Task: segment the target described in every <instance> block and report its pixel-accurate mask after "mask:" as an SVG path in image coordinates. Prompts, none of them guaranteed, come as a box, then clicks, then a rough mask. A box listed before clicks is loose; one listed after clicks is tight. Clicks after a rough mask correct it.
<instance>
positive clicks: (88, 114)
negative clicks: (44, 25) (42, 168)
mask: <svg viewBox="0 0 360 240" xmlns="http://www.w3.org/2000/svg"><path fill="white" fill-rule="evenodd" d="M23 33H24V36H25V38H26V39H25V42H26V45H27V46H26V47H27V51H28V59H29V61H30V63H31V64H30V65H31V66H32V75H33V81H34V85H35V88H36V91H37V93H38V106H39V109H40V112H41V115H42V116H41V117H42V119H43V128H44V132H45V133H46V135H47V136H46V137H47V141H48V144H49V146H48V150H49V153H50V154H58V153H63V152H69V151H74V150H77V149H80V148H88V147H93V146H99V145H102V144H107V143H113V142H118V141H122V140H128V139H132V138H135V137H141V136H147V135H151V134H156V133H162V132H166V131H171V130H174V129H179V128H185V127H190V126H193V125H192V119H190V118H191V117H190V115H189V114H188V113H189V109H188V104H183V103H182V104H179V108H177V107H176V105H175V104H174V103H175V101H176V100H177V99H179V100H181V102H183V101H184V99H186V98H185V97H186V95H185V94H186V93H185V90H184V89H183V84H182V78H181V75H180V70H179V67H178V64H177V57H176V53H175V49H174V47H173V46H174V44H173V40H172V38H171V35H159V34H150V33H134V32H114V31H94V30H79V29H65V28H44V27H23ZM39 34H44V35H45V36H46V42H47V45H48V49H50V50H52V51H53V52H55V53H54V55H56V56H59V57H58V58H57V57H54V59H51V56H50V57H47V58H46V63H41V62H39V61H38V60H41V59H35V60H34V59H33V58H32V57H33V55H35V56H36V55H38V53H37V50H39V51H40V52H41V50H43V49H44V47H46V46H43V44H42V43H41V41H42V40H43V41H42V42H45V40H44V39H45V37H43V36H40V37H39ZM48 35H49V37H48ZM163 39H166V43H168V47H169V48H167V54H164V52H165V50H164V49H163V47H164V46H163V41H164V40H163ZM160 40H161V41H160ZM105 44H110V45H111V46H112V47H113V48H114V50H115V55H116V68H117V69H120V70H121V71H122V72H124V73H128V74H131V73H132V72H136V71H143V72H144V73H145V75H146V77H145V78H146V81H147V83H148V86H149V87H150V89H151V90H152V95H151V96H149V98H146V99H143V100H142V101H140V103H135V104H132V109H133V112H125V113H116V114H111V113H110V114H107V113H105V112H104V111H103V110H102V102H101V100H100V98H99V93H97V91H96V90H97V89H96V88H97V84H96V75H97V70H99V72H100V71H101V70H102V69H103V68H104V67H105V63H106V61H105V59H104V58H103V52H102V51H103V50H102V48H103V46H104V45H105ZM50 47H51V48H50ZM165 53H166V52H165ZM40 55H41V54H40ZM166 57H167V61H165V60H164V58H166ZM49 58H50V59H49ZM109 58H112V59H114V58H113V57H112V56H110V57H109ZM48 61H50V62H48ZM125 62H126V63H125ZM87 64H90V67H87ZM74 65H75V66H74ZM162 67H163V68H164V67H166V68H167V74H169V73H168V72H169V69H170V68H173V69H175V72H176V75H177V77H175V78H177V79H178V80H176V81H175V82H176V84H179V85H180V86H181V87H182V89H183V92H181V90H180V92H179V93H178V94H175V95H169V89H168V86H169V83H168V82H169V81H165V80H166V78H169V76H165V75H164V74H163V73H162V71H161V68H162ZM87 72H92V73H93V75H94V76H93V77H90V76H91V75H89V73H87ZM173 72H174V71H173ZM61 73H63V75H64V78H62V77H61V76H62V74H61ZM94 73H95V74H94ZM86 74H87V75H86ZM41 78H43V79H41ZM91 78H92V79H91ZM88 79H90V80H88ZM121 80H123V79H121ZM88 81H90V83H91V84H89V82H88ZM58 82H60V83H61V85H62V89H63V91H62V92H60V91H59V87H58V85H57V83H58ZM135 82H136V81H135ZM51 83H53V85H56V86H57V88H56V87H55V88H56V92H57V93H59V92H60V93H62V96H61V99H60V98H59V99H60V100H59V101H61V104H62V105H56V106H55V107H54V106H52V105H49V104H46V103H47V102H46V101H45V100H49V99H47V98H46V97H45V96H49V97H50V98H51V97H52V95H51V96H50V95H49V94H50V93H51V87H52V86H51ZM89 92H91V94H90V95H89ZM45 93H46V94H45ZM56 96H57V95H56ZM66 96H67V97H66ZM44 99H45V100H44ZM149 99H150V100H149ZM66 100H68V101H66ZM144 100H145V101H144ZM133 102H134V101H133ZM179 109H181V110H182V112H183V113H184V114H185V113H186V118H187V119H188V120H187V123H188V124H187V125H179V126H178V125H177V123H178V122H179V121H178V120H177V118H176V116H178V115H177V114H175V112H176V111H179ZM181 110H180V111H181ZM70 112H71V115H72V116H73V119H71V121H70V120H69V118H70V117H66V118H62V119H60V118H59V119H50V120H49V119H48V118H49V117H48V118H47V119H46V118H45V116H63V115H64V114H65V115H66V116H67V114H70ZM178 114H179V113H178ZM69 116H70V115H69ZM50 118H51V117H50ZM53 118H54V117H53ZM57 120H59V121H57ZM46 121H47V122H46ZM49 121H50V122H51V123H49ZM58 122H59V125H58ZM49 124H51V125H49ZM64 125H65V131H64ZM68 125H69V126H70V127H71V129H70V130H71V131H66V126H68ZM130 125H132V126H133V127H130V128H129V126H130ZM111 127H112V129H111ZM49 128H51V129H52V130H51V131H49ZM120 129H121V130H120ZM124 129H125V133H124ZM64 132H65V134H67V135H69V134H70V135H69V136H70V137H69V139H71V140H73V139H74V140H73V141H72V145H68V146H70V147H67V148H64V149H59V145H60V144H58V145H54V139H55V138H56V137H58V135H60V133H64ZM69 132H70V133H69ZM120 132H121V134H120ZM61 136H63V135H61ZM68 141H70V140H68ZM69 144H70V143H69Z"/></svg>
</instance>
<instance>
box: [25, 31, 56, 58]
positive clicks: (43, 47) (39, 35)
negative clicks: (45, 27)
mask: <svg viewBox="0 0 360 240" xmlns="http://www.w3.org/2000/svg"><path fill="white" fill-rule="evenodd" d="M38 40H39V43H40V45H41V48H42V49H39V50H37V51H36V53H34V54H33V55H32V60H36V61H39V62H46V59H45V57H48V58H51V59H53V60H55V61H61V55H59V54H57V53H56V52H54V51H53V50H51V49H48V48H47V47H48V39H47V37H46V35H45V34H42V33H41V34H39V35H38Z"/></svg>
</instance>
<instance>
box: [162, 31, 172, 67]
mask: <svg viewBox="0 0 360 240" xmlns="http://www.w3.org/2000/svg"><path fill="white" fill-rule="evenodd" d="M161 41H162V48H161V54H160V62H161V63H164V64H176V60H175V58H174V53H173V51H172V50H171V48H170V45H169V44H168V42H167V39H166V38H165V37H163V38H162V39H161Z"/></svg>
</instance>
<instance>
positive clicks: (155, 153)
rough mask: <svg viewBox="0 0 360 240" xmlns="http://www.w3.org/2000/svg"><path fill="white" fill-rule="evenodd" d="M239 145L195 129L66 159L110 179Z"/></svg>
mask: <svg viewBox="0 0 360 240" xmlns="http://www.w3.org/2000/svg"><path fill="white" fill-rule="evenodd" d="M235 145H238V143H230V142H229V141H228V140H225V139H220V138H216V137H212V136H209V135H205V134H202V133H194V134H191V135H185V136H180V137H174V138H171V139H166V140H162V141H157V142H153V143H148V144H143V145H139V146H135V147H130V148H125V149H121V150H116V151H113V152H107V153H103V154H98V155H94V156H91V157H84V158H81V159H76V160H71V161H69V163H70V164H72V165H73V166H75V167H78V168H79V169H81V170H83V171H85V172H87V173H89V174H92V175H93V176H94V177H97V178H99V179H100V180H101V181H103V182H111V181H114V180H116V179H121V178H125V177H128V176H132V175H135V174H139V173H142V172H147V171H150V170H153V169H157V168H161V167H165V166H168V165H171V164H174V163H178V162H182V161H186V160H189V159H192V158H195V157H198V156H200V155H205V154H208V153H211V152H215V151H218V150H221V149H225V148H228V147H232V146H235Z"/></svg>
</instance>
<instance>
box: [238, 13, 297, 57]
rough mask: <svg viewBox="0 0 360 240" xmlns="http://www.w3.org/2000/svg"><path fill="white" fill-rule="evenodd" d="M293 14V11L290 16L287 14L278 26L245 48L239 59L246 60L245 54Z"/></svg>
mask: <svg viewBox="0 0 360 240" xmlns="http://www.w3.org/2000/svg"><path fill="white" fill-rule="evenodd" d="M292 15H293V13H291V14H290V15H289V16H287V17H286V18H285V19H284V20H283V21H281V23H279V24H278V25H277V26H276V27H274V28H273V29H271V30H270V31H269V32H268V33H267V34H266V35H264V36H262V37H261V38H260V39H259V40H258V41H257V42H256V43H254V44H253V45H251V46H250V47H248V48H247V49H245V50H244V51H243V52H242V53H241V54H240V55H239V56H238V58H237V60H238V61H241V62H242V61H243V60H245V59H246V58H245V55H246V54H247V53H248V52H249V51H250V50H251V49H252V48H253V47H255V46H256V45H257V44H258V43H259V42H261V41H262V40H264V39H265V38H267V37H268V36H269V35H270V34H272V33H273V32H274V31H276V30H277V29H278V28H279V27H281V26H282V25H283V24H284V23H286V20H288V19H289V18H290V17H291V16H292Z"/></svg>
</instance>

What is required = Only the number is wanted: how many lines in the entries above include the word "positive"?

Answer for the task = 3